▶ INSTRUCTION:
Copy every one of the rows below word for word, leaving out the pictures.

Rows of box annotation data:

——

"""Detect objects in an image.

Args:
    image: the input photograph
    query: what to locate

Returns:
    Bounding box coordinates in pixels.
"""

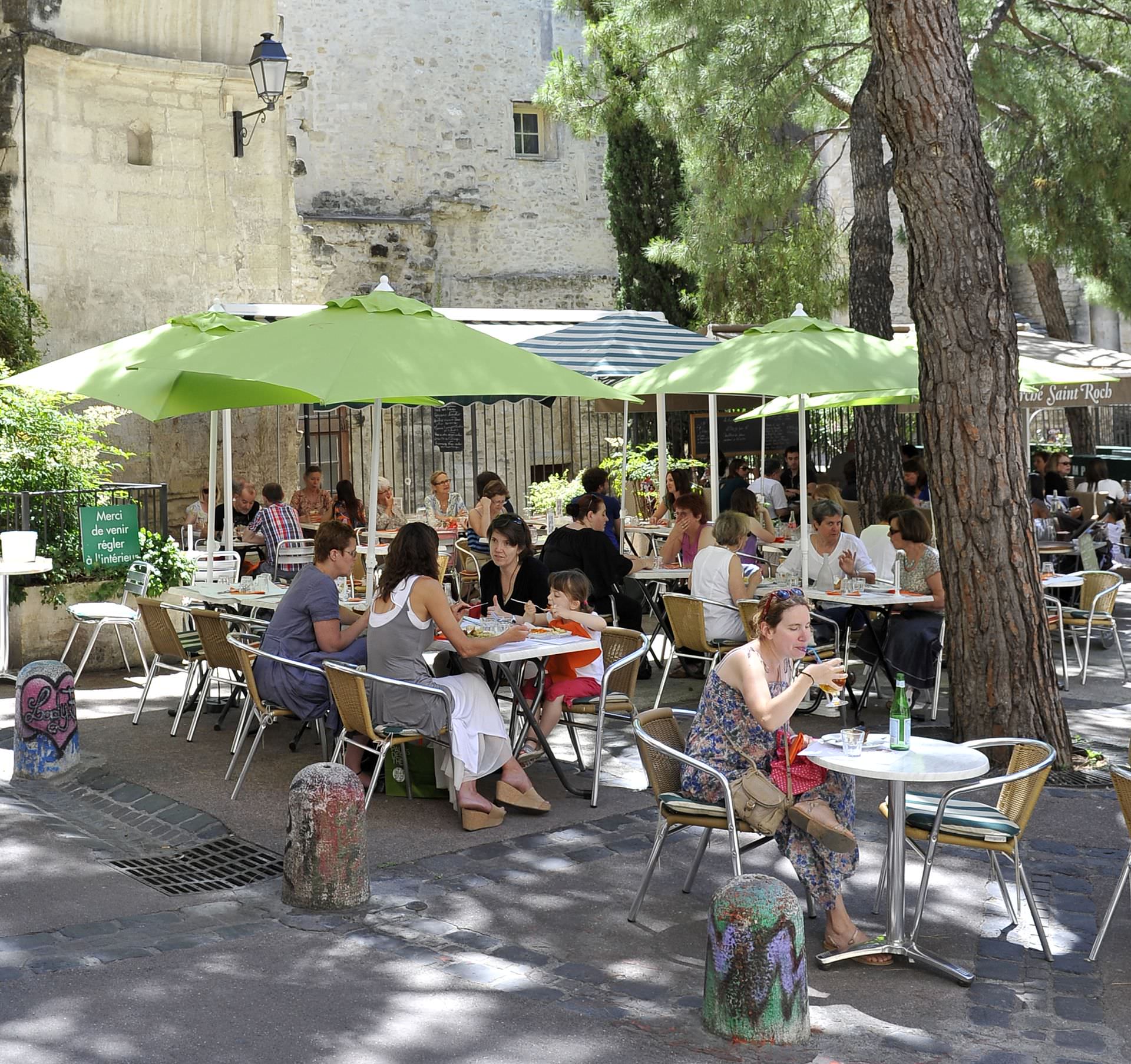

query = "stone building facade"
[0,0,321,518]
[276,0,616,309]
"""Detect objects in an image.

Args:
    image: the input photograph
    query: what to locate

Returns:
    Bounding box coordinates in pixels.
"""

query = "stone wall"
[5,25,314,523]
[279,0,616,306]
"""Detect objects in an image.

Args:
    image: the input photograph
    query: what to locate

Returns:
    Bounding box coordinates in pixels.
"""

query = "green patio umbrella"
[0,311,317,420]
[178,291,627,579]
[620,303,918,582]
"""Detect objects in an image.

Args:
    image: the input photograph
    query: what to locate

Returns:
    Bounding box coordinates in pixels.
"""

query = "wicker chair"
[1088,765,1131,961]
[60,561,157,683]
[188,609,266,751]
[224,633,326,801]
[134,598,205,735]
[322,661,452,810]
[872,738,1056,961]
[1046,569,1127,687]
[629,707,773,924]
[653,595,745,709]
[562,628,648,808]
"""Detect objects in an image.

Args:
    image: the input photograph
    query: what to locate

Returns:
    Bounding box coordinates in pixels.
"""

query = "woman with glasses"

——

▶ PROBLEM SOLUTION:
"""Detect objects in an image.

Args:
    image: the input photograph
    query: what to locate

Returns:
    Bounding box coordinates in pixels.
"""


query = "stone building facade"
[0,0,321,518]
[276,0,616,309]
"""Detect objects in an image.

Args:
    image: the input photograph
    query: what to locate

Returns:
    Bounding box coordinates in pixels.
"""

query = "stone wall"
[5,25,314,523]
[279,0,616,306]
"""Detect objects in an image.

Args:
    image: the input photograph
    query: what to locate

Returns:
    Bounding box coordinates in pixels.
"""

query = "green patio umbrella"
[0,311,317,420]
[178,291,627,579]
[620,303,918,582]
"""Detect objects in an image.

Args:
    image: the input photograph
    query: what to locate

Returns:
    Bounding box coordinates in pixels.
"""

query = "wicker chair"
[1088,765,1131,961]
[60,561,157,683]
[188,609,266,751]
[224,633,326,801]
[134,598,205,735]
[322,661,452,810]
[872,738,1056,961]
[1046,569,1127,687]
[629,707,773,924]
[653,595,745,709]
[562,628,648,808]
"""Detect objects in an image.

Args:
    image: the input photograph
    query: what to locate

Returns:
    Bounding box coordinates in pixels.
"""

query = "woman with glasses"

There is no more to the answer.